* Written instruction A
Duplicate the stretch of the article on the Louisville coach's rant from "You Should Watch" through "TO PEE EVER.".

* Excerpt provided
· · · · · · ·
You Should Watch The Louisville Women’s Basketball Coach Go On An A+ Rant About The Participation Trophy Generation
Louisville women’s basketball coach Jeff Walz wasn’t too thrilled with the way his seventh ranked Cardinals team closed out a 78-72 loss to fifth ranked Maryland the other day. He thought his team lacked conviction down the stretch. Why? Because they’re soft AF and were coddled as children, of course.
He went on to rail against the participation trophy generation, presumably because he believed his team was just happy to be there, win or lose, instead of wanting to rip out Terrapin throats and then piss in the holes where their throats use to be. Standing up. BECAUSE A REAL ATHLETE DOESN’T SIT DOWN TO PEE EVER.
· · · · · · ·
* Supplied material
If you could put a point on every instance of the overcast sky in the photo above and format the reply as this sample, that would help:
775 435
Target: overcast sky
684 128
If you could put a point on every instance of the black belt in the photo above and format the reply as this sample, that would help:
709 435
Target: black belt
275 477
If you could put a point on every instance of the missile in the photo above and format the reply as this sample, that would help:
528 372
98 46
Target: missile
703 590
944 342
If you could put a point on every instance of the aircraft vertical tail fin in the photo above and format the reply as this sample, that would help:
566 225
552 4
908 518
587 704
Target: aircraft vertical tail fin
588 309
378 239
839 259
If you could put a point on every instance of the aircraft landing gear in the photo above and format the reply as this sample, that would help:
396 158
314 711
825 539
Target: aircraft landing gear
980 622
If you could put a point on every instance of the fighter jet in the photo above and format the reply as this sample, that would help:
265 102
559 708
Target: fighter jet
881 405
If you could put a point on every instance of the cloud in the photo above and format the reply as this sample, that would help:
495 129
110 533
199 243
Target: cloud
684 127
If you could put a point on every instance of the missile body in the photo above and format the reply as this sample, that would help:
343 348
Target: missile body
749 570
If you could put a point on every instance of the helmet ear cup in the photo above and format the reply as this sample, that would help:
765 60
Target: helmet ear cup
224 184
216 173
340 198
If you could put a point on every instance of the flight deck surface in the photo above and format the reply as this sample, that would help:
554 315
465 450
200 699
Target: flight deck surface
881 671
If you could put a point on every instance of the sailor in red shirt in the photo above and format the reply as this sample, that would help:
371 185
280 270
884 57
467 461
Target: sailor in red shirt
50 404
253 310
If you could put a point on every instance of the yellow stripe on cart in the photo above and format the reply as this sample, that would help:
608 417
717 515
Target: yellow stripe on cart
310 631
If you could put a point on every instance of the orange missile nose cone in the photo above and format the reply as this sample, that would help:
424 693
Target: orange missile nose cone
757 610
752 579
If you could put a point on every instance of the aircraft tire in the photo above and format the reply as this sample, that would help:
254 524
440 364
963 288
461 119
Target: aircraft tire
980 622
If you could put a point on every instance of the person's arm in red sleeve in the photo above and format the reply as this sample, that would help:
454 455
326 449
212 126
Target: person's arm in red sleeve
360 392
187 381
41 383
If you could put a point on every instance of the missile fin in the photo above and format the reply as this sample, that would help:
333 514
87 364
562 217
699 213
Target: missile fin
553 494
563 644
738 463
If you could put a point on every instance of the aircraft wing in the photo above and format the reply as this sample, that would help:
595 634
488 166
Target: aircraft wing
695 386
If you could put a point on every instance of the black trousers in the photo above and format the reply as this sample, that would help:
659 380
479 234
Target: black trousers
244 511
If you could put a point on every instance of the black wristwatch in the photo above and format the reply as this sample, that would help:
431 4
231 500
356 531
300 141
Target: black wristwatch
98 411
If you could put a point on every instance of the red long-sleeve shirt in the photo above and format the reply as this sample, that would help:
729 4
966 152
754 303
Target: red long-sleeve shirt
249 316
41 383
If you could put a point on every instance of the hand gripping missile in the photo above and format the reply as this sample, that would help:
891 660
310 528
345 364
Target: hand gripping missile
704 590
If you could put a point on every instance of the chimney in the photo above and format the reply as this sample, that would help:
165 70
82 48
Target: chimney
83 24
· · · · · · ·
* Written instruction B
Set down the stretch of the entries from the line containing "of the person's" through the end of the entries.

* Reply A
You Should Watch The Louisville Women’s Basketball Coach Go On An A+ Rant About The Participation Trophy Generation
Louisville women’s basketball coach Jeff Walz wasn’t too thrilled with the way his seventh ranked Cardinals team closed out a 78-72 loss to fifth ranked Maryland the other day. He thought his team lacked conviction down the stretch. Why? Because they’re soft AF and were coddled as children, of course.
He went on to rail against the participation trophy generation, presumably because he believed his team was just happy to be there, win or lose, instead of wanting to rip out Terrapin throats and then piss in the holes where their throats use to be. Standing up. BECAUSE A REAL ATHLETE DOESN’T SIT DOWN TO PEE EVER.

* Reply B
If you could put a point on every instance of the person's arm in red sleeve in the photo above and format the reply as this sample, that would help:
454 455
326 449
212 126
Target: person's arm in red sleeve
360 392
187 381
41 383
If you could put a point on every instance of the missile fin in the photo above and format the reply as this sample, that would help:
333 514
87 364
562 217
699 213
Target: missile fin
553 494
563 644
738 463
If you could put a point on every instance of the aircraft wing in the photo above and format the reply as this sample, that would help:
595 634
488 166
Target: aircraft wing
695 386
If you could put a point on every instance of the black trousers in the photo above and format the reply as this sample, that would help:
659 380
479 234
Target: black trousers
244 511
If you could put a point on every instance of the black wristwatch in the photo above and format the reply as this sample, that would help:
431 4
231 500
356 531
300 141
Target: black wristwatch
98 411
If you could put a point on every instance of the red long-sleeve shirt in the photo above and format the reply as this sample, that would help:
729 4
966 152
754 303
Target: red long-sleeve shirt
249 316
41 383
If you could put a point on every instance of the hand gripping missile in the photo above and format the reply as this sample, that would help:
891 660
310 528
345 364
Target: hand gripping missile
704 590
If you could put a point on every instance of the chimney in the photo above and format the reply as this sample, that would help:
165 70
82 48
Target: chimney
83 24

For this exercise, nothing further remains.